Location labeling records:
_ _ _ _

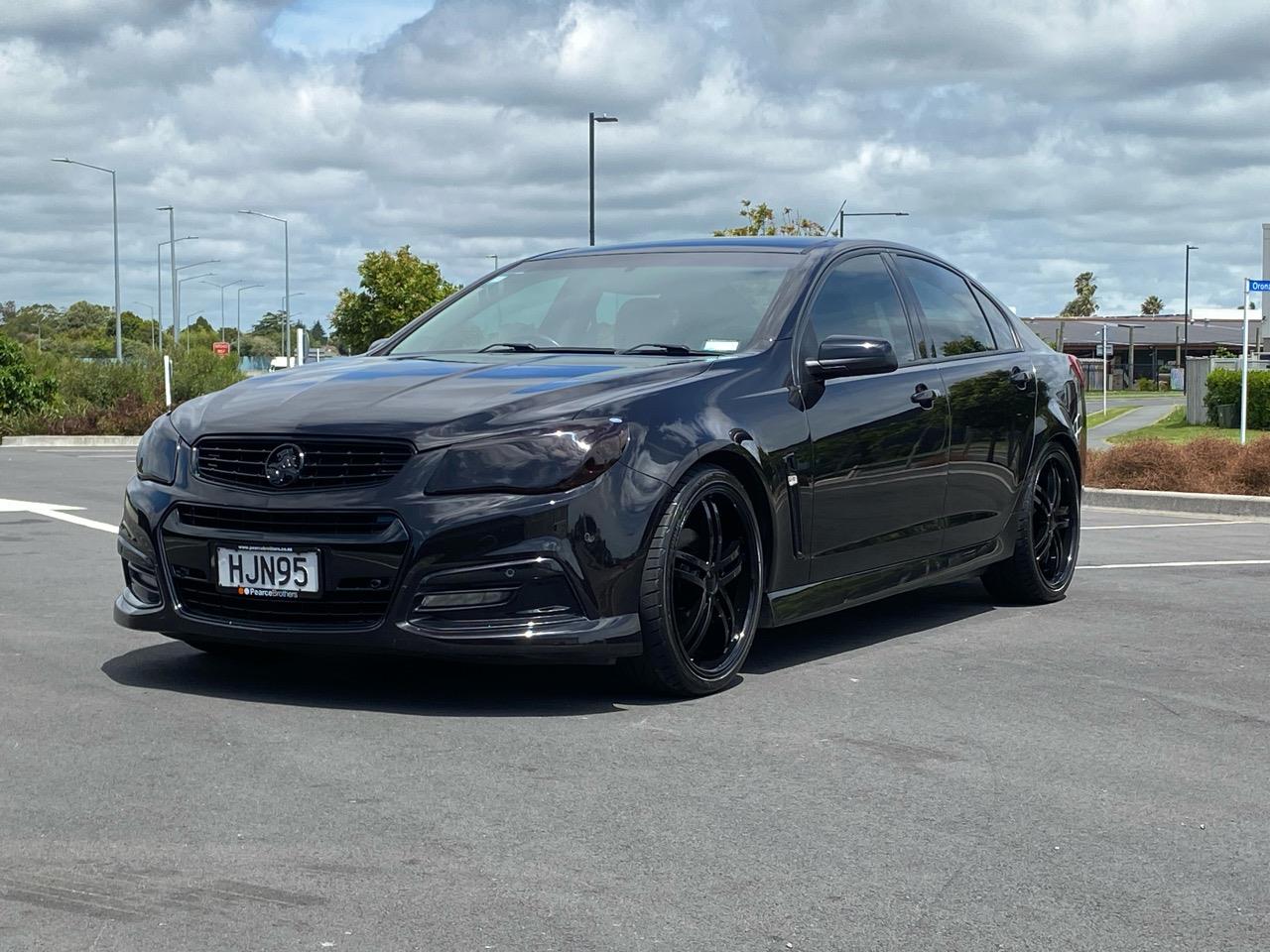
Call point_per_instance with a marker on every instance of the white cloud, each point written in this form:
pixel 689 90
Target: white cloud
pixel 1026 141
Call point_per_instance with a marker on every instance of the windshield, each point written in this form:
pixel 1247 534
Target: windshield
pixel 697 302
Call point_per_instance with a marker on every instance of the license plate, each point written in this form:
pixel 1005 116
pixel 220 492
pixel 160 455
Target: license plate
pixel 267 571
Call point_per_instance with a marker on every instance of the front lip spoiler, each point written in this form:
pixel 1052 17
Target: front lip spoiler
pixel 583 642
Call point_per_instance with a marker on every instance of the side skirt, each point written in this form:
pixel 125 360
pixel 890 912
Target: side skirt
pixel 820 598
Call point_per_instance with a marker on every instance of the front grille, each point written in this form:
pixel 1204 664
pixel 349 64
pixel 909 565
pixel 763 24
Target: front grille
pixel 327 462
pixel 285 522
pixel 352 604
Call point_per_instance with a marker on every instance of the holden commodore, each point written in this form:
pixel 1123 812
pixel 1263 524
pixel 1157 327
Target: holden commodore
pixel 636 454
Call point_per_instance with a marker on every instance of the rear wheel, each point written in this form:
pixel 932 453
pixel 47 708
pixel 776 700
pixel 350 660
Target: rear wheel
pixel 702 585
pixel 1048 536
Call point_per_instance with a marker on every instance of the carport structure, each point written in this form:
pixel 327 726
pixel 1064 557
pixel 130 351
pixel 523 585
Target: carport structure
pixel 1159 340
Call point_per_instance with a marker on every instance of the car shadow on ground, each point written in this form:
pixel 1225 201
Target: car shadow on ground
pixel 443 688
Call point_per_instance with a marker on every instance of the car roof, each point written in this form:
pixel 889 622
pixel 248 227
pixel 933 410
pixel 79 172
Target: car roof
pixel 790 244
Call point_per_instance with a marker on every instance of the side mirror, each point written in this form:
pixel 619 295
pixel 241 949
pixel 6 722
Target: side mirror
pixel 852 357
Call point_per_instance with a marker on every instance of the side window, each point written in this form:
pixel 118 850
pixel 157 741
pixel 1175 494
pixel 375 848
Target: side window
pixel 858 298
pixel 955 322
pixel 997 320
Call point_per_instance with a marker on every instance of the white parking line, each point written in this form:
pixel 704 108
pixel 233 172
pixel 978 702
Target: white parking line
pixel 53 511
pixel 1179 565
pixel 1171 525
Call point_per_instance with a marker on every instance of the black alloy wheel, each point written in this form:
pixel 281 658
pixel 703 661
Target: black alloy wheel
pixel 702 587
pixel 1055 507
pixel 1048 535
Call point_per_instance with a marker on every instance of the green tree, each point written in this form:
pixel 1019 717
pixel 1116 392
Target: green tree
pixel 270 324
pixel 1084 303
pixel 761 220
pixel 22 390
pixel 395 289
pixel 86 320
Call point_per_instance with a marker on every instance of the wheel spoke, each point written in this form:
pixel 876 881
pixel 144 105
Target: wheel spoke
pixel 690 569
pixel 731 563
pixel 695 635
pixel 728 616
pixel 714 530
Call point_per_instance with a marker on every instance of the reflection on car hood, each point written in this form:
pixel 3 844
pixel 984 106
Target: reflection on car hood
pixel 430 400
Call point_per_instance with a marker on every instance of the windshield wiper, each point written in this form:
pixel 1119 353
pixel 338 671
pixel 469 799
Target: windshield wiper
pixel 670 349
pixel 522 347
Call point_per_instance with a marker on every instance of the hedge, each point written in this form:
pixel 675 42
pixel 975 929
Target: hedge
pixel 1223 388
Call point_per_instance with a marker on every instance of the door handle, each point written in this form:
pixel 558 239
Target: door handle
pixel 924 397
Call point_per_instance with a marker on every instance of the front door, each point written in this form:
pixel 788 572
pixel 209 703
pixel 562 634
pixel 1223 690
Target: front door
pixel 879 442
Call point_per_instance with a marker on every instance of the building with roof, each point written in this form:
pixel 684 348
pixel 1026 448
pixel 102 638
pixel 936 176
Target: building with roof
pixel 1159 340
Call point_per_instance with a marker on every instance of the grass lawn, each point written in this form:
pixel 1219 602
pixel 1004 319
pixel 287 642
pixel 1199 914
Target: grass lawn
pixel 1175 429
pixel 1091 395
pixel 1112 412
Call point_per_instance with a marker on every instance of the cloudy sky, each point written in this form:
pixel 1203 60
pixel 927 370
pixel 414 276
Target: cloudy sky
pixel 1026 140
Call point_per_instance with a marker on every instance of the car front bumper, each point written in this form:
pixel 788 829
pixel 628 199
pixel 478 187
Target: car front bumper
pixel 567 565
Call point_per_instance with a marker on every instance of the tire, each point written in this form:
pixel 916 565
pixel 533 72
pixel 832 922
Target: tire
pixel 702 587
pixel 1048 517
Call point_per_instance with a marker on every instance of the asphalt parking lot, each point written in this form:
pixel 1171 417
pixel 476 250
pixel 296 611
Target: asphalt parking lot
pixel 931 772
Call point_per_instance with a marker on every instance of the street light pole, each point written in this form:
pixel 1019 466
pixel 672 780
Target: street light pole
pixel 843 214
pixel 238 339
pixel 159 287
pixel 1187 313
pixel 226 285
pixel 143 303
pixel 114 206
pixel 286 267
pixel 172 262
pixel 191 264
pixel 590 128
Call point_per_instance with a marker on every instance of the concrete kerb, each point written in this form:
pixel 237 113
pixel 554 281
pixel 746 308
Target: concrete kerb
pixel 70 440
pixel 1189 503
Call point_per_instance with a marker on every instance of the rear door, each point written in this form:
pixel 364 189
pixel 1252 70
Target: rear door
pixel 879 442
pixel 992 394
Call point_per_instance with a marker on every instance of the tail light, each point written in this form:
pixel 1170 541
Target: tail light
pixel 1076 368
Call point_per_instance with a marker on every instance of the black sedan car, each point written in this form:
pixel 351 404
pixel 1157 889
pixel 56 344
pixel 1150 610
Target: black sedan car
pixel 639 453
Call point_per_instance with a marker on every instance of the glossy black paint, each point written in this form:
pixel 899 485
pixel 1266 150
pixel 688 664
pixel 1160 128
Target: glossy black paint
pixel 864 485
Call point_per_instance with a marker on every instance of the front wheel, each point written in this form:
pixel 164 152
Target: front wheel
pixel 1048 535
pixel 702 587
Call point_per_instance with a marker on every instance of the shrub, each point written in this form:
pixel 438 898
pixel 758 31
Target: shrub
pixel 22 389
pixel 1223 388
pixel 107 398
pixel 1205 465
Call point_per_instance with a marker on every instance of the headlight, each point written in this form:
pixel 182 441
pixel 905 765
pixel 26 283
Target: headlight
pixel 157 452
pixel 538 461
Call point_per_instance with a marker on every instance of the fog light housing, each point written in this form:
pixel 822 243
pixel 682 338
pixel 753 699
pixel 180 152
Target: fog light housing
pixel 441 601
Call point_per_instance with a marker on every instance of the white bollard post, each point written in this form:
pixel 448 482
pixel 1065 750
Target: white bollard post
pixel 1243 381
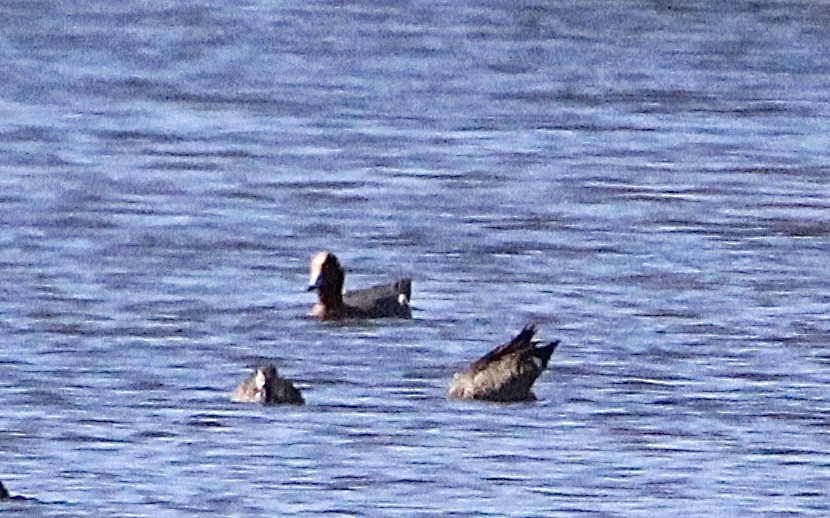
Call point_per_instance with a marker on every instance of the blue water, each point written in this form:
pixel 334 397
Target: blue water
pixel 648 181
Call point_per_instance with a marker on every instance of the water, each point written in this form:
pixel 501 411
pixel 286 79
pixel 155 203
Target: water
pixel 645 180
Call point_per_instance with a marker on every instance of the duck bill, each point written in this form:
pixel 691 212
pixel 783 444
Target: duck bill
pixel 315 282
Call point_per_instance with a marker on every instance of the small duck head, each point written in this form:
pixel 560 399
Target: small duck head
pixel 326 274
pixel 264 377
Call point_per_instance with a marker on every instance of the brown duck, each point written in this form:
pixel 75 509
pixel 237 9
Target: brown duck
pixel 505 374
pixel 267 387
pixel 327 276
pixel 4 494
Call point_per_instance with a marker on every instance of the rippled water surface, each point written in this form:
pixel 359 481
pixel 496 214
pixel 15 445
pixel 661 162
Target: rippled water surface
pixel 648 181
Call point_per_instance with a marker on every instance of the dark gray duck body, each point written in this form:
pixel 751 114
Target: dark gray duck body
pixel 267 387
pixel 505 374
pixel 327 279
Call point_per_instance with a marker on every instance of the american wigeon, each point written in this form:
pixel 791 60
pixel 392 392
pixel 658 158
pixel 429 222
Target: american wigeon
pixel 327 276
pixel 267 387
pixel 505 374
pixel 4 494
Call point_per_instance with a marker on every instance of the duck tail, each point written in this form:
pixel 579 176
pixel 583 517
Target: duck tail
pixel 544 353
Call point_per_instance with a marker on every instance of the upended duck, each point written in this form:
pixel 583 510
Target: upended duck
pixel 267 387
pixel 505 374
pixel 327 277
pixel 4 494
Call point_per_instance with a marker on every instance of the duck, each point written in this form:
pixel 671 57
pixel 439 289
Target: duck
pixel 267 387
pixel 507 373
pixel 5 496
pixel 327 276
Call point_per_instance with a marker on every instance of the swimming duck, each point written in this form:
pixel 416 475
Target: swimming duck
pixel 4 494
pixel 327 276
pixel 267 387
pixel 505 374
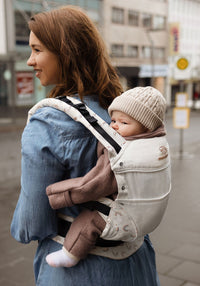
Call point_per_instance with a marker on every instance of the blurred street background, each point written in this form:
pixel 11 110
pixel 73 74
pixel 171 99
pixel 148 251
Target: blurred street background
pixel 176 240
pixel 150 42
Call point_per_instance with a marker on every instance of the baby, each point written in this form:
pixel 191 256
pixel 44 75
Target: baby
pixel 136 114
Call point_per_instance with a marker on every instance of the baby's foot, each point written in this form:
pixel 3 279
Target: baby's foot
pixel 61 258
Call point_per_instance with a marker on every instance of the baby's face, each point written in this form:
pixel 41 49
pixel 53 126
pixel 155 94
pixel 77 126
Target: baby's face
pixel 125 125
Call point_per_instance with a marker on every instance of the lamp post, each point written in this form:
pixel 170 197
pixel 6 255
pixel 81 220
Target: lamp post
pixel 148 32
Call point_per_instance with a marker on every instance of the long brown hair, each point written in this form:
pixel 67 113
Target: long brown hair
pixel 85 65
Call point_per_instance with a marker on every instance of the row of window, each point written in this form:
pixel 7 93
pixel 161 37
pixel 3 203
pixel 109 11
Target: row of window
pixel 119 50
pixel 138 19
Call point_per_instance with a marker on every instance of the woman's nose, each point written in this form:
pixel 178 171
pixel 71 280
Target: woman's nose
pixel 31 61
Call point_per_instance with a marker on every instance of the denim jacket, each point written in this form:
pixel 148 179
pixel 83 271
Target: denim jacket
pixel 54 148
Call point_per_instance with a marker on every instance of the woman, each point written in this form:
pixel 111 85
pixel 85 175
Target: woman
pixel 68 52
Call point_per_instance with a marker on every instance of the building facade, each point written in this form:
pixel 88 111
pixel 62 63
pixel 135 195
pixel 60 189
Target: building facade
pixel 135 32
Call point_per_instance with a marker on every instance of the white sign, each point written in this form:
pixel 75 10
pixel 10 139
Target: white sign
pixel 181 99
pixel 156 71
pixel 3 41
pixel 181 118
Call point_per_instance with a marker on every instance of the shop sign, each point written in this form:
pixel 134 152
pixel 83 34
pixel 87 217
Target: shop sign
pixel 153 70
pixel 25 87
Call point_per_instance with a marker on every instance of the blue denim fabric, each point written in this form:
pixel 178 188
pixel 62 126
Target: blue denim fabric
pixel 54 147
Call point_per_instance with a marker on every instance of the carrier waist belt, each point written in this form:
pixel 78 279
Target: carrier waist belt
pixel 63 227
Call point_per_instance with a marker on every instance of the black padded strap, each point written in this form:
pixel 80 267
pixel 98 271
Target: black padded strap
pixel 93 121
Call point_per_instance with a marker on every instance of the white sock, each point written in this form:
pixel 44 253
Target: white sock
pixel 61 258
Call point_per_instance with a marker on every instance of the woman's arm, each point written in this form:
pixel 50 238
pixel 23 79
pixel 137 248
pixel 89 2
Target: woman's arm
pixel 97 183
pixel 50 153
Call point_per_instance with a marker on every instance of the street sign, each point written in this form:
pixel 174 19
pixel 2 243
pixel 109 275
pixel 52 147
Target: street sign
pixel 181 99
pixel 181 118
pixel 182 63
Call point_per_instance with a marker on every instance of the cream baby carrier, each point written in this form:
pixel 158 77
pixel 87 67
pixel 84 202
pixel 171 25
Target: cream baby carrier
pixel 142 171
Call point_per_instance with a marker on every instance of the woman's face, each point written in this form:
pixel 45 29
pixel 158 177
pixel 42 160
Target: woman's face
pixel 44 62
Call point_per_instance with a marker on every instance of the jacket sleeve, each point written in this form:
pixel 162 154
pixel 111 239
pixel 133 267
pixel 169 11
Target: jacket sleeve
pixel 99 182
pixel 83 233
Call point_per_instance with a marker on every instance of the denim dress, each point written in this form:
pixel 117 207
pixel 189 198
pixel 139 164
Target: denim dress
pixel 54 148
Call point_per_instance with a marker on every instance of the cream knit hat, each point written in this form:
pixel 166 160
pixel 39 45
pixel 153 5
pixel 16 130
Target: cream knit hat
pixel 145 104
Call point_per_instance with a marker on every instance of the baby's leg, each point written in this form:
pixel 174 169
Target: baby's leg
pixel 61 258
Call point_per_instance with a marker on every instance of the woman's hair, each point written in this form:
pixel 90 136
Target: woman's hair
pixel 85 65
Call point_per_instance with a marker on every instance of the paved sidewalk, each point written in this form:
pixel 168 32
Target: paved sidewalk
pixel 176 240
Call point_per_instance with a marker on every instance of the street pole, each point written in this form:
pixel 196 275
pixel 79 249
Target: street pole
pixel 181 129
pixel 152 56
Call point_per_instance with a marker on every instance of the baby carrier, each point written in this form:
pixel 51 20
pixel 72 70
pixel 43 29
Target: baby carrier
pixel 142 172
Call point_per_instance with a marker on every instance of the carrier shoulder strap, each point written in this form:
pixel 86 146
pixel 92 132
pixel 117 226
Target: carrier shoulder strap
pixel 78 111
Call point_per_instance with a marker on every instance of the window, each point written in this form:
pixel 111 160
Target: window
pixel 118 15
pixel 132 51
pixel 133 18
pixel 159 53
pixel 146 52
pixel 21 28
pixel 117 50
pixel 159 22
pixel 146 20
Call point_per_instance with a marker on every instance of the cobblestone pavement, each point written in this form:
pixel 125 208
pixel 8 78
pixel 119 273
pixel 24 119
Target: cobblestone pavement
pixel 176 240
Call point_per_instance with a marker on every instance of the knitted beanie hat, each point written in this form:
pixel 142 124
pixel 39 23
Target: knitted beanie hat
pixel 145 104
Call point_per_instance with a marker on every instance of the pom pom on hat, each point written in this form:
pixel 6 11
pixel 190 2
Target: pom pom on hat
pixel 145 104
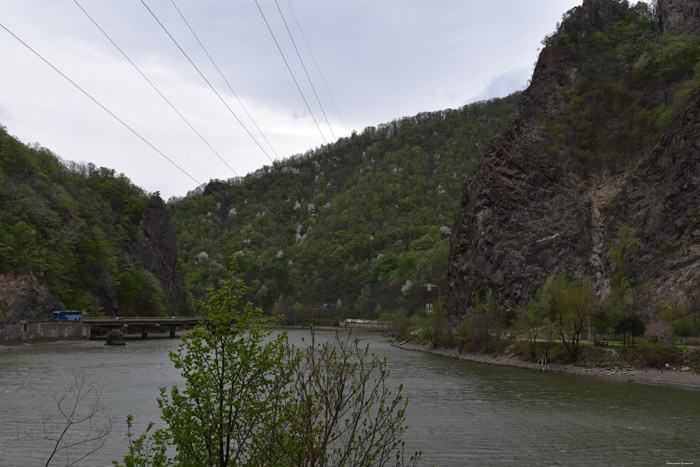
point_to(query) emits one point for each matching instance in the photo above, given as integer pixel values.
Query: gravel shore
(668, 378)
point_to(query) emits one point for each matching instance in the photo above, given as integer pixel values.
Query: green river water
(460, 413)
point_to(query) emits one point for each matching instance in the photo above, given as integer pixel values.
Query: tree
(234, 382)
(80, 428)
(630, 326)
(252, 399)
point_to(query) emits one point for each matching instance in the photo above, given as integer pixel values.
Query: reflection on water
(459, 413)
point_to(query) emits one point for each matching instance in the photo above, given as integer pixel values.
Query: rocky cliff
(554, 189)
(26, 296)
(155, 246)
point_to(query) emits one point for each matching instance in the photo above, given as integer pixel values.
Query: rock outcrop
(529, 212)
(678, 16)
(26, 296)
(660, 202)
(155, 246)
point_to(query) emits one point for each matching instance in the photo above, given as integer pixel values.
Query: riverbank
(667, 378)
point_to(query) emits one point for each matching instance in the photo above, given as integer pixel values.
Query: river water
(460, 413)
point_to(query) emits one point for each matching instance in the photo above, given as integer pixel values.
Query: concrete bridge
(145, 324)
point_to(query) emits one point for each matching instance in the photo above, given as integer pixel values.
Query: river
(460, 413)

_ _ _ _

AIM OF THE TASK: Turn the item lines from the line containing "the white bollard" through the line containing "pixel 315 282", both included, into a numbered list that skips blank lines. Leave the pictures out.

EXERCISE ANSWER:
1. Call point_per_instance with a marker on every instance of the white bollard post, each point written in this form:
2. pixel 448 482
3. pixel 1065 750
4. Target: white bollard post
5. pixel 1243 381
6. Call point_per_instance with a marker on every instance of the blue water, each point written in this form:
7. pixel 334 397
8. Target: blue water
9. pixel 648 181
10. Call point_per_instance with a marker on every instance of the water, each point written in this form:
11. pixel 501 411
12. pixel 286 79
13. pixel 155 203
14. Target: water
15. pixel 645 180
16. Call point_per_instance with a marker on every instance of the duck bill, each point written in this form:
17. pixel 691 212
18. pixel 783 444
19. Target: duck bill
20. pixel 315 282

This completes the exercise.